(Dataset entries)

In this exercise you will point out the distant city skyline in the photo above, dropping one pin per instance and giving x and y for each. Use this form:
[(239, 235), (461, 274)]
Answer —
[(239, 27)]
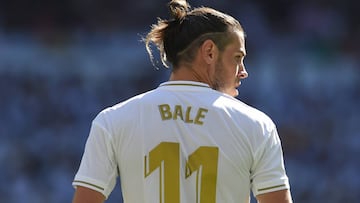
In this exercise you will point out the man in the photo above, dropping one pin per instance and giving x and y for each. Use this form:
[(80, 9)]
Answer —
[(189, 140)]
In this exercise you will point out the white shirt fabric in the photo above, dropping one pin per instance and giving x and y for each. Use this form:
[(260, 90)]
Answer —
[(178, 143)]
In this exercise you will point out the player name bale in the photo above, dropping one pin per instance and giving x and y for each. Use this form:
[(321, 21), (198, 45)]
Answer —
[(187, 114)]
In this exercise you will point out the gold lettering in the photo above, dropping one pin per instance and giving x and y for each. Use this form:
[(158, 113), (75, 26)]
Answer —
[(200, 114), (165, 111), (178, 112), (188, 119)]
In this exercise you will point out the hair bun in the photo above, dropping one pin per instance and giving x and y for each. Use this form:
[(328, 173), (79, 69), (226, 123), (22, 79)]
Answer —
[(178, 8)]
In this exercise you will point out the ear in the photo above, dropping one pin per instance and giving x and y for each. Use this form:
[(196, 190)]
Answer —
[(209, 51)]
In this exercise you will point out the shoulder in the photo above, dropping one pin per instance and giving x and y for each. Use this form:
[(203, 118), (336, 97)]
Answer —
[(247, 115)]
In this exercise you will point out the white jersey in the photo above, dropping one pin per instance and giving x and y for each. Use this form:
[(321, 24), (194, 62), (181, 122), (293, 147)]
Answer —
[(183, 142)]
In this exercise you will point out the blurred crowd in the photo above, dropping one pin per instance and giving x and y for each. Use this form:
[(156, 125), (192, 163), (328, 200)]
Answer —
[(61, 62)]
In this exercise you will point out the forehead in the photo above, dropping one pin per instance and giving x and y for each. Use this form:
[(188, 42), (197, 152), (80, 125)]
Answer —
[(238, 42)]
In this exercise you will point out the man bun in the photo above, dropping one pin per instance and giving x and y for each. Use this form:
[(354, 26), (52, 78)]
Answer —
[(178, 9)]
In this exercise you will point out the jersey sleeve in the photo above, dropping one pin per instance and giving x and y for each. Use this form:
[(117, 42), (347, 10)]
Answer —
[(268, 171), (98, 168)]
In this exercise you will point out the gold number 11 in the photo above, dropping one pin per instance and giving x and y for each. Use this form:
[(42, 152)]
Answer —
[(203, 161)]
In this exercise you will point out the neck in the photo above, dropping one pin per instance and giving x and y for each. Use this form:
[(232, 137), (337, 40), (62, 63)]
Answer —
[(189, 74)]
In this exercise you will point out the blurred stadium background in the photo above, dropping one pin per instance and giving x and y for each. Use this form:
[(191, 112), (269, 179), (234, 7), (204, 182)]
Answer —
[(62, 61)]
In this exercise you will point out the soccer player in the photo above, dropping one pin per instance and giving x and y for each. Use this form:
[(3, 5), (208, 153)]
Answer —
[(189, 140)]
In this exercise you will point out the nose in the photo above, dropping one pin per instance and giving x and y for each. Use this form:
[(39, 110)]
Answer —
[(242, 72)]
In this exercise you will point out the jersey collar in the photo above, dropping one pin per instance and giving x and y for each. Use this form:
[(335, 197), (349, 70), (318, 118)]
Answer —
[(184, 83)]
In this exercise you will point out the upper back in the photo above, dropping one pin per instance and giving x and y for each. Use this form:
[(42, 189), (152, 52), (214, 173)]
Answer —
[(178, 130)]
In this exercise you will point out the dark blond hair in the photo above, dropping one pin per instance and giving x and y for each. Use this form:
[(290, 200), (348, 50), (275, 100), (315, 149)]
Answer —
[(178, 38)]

**Task instructions**
What you write should match, character for character, the lines from the one with "[(42, 189), (152, 52), (214, 173)]" to the end of the data, both included.

**Response below**
[(42, 189), (152, 52), (214, 173)]
Answer —
[(178, 130)]
In this exercise you will point out the dark blond hair in the photo above, dropping one pin per instance and giving x and y for each. Use this form:
[(290, 200), (348, 50), (275, 100), (315, 149)]
Answer —
[(178, 38)]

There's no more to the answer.